_과제 설명:_ 아래 데이터에서 문자열 "every"가 들어 있는 줄은 몇 줄인가요? 대소문자를 구분해 세고, 숫자 하나만 답하세요.
━━━ 제공 데이터
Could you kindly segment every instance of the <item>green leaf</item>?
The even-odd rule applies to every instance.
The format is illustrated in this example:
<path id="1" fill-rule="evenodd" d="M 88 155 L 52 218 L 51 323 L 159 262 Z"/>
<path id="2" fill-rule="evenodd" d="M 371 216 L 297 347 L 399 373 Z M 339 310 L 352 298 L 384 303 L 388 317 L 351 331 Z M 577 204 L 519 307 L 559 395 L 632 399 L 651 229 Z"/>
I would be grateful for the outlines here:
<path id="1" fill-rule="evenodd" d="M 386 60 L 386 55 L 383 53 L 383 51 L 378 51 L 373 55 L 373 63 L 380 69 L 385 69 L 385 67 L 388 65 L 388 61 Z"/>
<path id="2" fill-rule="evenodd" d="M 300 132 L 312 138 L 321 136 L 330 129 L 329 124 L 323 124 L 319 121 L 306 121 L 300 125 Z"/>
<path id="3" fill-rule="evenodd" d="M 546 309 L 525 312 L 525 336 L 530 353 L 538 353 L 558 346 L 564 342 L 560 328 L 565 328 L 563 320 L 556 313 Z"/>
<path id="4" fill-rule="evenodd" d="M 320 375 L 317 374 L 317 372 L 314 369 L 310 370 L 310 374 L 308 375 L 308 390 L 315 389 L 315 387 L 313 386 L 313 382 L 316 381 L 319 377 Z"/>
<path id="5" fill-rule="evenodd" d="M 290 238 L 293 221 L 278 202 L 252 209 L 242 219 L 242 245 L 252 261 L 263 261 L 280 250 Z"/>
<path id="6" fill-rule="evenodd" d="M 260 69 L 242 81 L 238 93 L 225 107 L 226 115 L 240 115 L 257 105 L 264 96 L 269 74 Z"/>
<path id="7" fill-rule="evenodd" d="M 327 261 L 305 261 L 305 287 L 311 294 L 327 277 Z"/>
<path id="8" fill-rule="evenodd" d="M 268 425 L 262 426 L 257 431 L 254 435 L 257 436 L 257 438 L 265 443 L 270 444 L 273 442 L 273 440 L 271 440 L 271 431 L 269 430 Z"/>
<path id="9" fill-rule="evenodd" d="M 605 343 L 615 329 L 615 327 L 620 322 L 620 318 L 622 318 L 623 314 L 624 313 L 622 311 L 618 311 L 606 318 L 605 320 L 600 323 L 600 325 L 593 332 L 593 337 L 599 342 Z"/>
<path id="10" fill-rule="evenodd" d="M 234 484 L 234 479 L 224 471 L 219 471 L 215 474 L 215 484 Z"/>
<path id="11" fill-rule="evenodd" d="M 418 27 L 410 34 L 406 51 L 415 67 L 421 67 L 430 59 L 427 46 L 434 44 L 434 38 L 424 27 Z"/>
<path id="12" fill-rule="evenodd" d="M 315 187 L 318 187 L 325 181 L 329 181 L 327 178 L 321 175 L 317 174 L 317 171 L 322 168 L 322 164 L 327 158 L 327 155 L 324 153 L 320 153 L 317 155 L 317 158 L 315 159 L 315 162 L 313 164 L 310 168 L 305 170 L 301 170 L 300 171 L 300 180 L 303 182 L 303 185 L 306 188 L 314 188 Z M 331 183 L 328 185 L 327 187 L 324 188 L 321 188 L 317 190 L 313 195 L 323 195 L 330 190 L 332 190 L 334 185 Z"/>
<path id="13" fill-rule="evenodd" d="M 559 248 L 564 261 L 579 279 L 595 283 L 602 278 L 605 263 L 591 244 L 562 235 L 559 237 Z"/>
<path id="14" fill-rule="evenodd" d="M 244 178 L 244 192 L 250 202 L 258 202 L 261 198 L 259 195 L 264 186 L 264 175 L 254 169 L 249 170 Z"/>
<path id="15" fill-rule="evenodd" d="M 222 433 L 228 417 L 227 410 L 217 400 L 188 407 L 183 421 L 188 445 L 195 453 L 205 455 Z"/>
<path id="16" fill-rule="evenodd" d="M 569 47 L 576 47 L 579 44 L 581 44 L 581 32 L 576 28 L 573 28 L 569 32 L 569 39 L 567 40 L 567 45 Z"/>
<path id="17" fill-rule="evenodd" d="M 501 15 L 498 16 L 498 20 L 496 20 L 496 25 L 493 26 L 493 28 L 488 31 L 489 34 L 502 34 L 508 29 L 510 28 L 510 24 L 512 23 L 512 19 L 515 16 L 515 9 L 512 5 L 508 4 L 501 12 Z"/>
━━━━━━
_답변:_ 2